-- start of Available data --
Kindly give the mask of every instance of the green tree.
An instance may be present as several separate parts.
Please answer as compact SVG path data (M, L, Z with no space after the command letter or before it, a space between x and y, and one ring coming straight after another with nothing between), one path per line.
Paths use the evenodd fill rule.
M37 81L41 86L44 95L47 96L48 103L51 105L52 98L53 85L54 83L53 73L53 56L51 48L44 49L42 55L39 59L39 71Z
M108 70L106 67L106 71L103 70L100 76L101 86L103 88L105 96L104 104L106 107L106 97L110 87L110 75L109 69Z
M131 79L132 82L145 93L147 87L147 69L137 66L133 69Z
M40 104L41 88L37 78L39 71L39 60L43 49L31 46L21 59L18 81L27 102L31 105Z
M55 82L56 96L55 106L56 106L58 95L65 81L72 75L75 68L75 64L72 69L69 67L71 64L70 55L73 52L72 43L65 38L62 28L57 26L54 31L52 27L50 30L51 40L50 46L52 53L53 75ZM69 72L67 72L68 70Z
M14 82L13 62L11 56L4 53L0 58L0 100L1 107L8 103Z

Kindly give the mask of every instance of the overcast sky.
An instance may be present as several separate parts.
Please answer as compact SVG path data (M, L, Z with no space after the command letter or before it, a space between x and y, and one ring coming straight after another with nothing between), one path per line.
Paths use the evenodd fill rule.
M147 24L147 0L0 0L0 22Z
-- end of Available data --
-- start of Available data --
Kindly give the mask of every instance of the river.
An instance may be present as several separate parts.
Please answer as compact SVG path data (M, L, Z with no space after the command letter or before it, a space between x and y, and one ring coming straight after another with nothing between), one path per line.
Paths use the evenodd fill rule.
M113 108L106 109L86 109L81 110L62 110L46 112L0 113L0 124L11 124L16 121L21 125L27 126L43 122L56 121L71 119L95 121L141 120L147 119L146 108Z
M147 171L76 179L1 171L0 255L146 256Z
-- end of Available data --
**Problem to work on:**
Starting at the line containing "Kindly give the mask of every instance of the river." and stopping after the line containing "M147 171L76 179L1 171L0 255L146 256Z", output the lines of the records as a Markdown table with the columns Row and Record line, leaving out any blank lines.

**Expected output:**
| Row | Record line |
|---|---|
| 1 | Kindly give the mask of every instance of the river. |
| 2 | An instance may be present as several separate parts. |
| 3 | Please answer as compact SVG path data (M, L, Z with no space after the command letter or before it, a space between x and y, and one ring coming straight after another with nothing between), one path per line. |
| 4 | Paths use the evenodd fill rule. |
| 5 | M113 108L106 109L86 109L81 110L62 110L46 112L0 113L0 124L11 124L16 121L21 125L27 126L43 122L56 121L71 119L95 121L141 120L147 119L146 108Z |
| 6 | M147 171L76 179L1 171L0 255L146 256Z |